→ ARTICLE:
_ _ _

Voices of CS: Purva Tendulkar

The fourth-year PhD student’s love of cartoons springboarded into a research career advancing realism in human-centric generative computer vision.

As kids, many of us spent countless hours watching cartoons, getting lost in the colorful worlds and playful characters. For most, these shows are simply a source of entertainment, a fun escape into magical realms. But for Purva Tendulkar, those endless hours of watching animated movies and shows became something more—a spark that ignited a lifelong curiosity about how animation works.

While other kids pressed play to enjoy the story, Tendulkar found herself drawn to the process behind the scenes. She would watch “making of” videos, fascinated by the creative techniques that brought her favorite characters to life. This early passion for animation has stayed with her, growing into a dedicated pursuit in her PhD studies, where she now works with Carl Vondrick on using computer vision and graphics techniques to make films and video games come alive. Her research, recognized with the prestigious Apple Scholars in AIML PhD fellowship, explores how to create digital humans that interact more authentically with their environments, aiming to push the boundaries of perceptive and generative tools for designers and developers.

(1) Tendulkar at CVPR, (2) Purva Tendulkar, Samir Gadre, Revant Teotia, Basile Van Hoorick, Ruoshi Liu, Sachit Menon, (3) Dídac Surís, Purva Tendulkar, Scott Geng, Arjun Mani, Sachit Menon, Ishaan Chandratreya, Basile Van Hoorick, Carl Vondrick, Sruthi Sudhakar, Mia Chiquier, Revant Teotia

In this interview, Tendulkar delves into the inspiration behind her research and her vision for the future of realistic human motion in digital environments.

Q: Can you describe your research focus and what motivates your work?
My research interests lie at the intersection of Computer Vision, Machine Learning, and Computer Graphics. My vision is to emulate the varied facets of human behavior authentically. I work on understanding and synthesizing humans and how they interact with their physical surroundings. This has applications in developing cutting-edge video games, robotic simulators, and immersive AR/VR experiences – all of which cater to human needs and behaviors.

_ _ _

→ PARTS OF THE EXERCISE:
1. Revise the profile of Purva Tendulkar between "The fourth-year PhD" and "how animation works.", inclusive, replacing "cartoons" with "animated shows".
2. According to the profile of Purva Tendulkar, which fellowship recognized her research?
The lines that come next aren't needed.

→ DATASET EXCERPT:
_ _ _

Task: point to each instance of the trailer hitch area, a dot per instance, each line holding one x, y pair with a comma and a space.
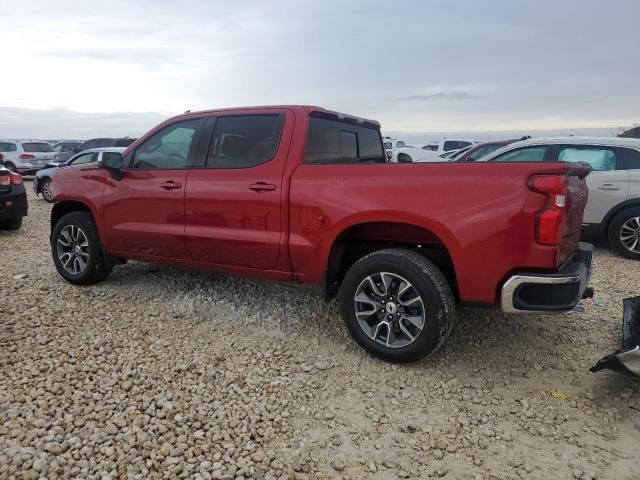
627, 359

_ _ _

→ LIST OF SOLUTIONS:
1.
The fourth-year PhD student’s love of animated shows springboarded into a research career advancing realism in human-centric generative computer vision.

As kids, many of us spent countless hours watching animated shows, getting lost in the colorful worlds and playful characters. For most, these shows are simply a source of entertainment, a fun escape into magical realms. But for Purva Tendulkar, those endless hours of watching animated movies and shows became something more—a spark that ignited a lifelong curiosity about how animation works.

2. The Apple Scholars in AIML PhD fellowship.